WHAT THE TASK ASKS
In the statute excerpt on hospital bonds, list every source of funds or property on which paragraph (b) allows a lien for loans to hospitals.

PASSAGE TO READ
-=-=-=-=-
History: 1969, Act 38, Imd. Eff. July 14, 1969 ;-- Am. 1978, Act 277, Imd. Eff. July 3, 1978





331.60 Additional provisions of resolution authorizing bonds.

Sec. 30.

     A resolution authorizing the issuance of bonds under this act may provide that the principal of, and interest on, the bonds issued shall be secured by:
    (a) In the case of a lease or lease purchase agreement, a mortgage or deed of trust covering the hospital facilities for which the bonds are issued and may include additions, improvements, or extensions made after the date of issuance. The mortgage or deed of trust may contain covenants and agreements to properly safeguard the bonds as may be provided for in the resolution authorizing the bonds, but not inconsistent with this act, and shall be executed in the manner provided in the resolution. The resolution may provide for the appointment of 1 or more trustees for bondholders and any such trustee may be an individual or corporation domiciled or located within or without the state and may be given appropriate powers whether with or without the execution of a mortgage or deed of trust covering the hospital facilities or site.
    (b) In the case of loans to hospitals, a lien on all or part of the fees and charges made or received, or to be received, by the local authority from the hospital, on all or part of the money received in payment of the hospital loan and interest on the hospital loan, on all or part of investment earnings or profits on any of these sources, and on all or part of the security held for that payment.
-=-=-=-=-
DATA FOR ANALYSIS
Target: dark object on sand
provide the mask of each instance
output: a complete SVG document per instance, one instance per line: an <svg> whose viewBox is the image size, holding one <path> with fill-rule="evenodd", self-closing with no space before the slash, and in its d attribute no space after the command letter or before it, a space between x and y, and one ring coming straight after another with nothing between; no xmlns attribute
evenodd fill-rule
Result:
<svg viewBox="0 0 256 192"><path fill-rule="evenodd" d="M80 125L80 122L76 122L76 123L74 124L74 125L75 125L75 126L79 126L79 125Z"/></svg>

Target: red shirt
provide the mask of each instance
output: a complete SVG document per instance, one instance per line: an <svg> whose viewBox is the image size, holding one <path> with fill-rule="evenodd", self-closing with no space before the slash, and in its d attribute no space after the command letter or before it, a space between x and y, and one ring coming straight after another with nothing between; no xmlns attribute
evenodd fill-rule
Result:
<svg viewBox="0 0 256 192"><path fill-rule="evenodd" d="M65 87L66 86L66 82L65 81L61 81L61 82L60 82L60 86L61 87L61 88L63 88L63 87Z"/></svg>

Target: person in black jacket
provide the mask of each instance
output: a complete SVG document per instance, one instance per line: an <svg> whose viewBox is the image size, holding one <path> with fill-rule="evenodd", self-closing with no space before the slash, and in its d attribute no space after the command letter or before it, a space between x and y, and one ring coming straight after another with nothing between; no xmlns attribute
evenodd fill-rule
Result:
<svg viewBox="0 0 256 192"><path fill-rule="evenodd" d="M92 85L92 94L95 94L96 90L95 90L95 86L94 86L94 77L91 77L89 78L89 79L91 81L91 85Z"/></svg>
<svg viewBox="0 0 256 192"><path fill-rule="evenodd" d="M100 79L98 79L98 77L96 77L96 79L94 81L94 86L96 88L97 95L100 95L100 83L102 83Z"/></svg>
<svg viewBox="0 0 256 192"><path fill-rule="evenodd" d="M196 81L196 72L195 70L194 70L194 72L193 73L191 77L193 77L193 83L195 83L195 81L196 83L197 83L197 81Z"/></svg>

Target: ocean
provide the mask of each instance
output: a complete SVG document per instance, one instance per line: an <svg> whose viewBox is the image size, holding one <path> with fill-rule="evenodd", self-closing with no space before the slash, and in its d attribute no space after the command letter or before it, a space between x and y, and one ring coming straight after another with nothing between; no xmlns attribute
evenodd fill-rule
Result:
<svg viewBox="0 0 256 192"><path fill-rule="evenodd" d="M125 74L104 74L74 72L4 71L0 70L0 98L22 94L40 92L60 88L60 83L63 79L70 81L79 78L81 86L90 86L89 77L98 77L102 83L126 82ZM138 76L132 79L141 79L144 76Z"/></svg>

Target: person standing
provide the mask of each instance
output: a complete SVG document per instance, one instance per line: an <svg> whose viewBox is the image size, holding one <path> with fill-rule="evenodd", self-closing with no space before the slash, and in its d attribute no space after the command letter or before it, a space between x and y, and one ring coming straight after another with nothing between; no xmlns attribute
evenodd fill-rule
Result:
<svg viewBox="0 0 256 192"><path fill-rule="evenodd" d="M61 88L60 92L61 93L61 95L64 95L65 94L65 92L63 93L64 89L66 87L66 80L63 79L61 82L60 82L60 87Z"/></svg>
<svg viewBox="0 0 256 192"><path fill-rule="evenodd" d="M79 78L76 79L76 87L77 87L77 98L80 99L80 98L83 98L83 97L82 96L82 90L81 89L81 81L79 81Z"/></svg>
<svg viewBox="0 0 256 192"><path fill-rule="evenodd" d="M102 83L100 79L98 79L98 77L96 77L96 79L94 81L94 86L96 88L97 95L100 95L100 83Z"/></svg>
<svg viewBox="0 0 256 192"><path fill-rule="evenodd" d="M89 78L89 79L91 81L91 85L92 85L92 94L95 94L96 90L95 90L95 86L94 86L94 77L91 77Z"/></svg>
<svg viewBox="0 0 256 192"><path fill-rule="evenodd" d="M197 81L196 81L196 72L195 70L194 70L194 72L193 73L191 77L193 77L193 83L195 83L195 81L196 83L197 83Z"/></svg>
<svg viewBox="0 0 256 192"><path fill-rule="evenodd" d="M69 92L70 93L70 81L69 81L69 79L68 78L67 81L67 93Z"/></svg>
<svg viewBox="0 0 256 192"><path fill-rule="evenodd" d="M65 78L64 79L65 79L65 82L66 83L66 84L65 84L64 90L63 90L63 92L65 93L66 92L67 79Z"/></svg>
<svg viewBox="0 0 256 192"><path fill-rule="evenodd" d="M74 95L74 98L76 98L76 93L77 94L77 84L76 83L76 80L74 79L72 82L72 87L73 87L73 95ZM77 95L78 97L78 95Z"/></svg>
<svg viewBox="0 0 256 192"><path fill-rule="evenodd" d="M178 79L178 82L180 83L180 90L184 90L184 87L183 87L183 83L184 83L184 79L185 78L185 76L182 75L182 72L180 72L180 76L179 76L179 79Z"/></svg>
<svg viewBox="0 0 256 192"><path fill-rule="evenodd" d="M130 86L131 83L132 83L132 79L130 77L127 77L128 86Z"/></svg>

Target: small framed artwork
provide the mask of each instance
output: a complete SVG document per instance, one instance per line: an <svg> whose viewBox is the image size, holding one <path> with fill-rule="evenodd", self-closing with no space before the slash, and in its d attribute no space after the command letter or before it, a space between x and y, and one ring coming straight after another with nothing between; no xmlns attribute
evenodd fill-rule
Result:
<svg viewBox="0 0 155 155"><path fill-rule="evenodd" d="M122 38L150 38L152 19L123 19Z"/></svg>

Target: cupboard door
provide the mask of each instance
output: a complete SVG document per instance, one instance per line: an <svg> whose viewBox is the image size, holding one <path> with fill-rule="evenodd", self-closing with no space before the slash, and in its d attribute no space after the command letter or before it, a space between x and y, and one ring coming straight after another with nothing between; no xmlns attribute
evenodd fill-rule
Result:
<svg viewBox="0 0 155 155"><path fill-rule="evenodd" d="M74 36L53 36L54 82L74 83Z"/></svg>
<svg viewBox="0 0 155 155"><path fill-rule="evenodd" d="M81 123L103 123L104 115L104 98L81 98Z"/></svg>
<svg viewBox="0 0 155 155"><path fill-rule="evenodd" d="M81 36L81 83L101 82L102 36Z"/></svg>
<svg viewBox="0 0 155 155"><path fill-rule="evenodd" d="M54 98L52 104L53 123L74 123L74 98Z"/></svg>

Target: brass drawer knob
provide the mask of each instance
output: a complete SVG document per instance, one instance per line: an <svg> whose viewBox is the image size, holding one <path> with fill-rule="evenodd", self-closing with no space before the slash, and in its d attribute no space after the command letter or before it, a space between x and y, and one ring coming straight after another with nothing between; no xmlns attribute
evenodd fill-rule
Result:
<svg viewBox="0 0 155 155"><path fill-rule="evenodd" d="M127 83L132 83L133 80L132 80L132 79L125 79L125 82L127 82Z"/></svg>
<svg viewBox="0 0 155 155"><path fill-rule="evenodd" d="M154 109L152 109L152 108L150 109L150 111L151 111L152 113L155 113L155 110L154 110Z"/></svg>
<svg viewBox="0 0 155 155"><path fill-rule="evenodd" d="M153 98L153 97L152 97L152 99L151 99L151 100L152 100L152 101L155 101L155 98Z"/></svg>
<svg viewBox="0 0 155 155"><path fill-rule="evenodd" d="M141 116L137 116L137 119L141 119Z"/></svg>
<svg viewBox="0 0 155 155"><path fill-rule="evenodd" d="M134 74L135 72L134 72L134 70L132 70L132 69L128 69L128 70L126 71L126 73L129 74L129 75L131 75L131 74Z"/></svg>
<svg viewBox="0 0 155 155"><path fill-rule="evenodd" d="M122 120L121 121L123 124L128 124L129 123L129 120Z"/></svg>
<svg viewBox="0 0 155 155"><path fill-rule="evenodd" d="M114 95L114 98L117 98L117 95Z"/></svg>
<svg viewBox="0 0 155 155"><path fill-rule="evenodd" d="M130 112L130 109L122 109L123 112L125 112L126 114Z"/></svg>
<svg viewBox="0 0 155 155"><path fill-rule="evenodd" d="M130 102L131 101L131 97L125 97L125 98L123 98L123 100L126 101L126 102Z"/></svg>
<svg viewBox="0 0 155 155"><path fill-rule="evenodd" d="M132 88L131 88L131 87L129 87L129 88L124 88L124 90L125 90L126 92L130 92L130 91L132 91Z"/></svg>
-=-=-=-=-
RESPONSE FOR THIS EXERCISE
- All or part of the fees and charges made or received, or to be received, by the local authority from the hospital
- All or part of the money received in payment of the hospital loan and interest on the hospital loan
- All or part of investment earnings or profits on any of these sources
- All or part of the security held for that payment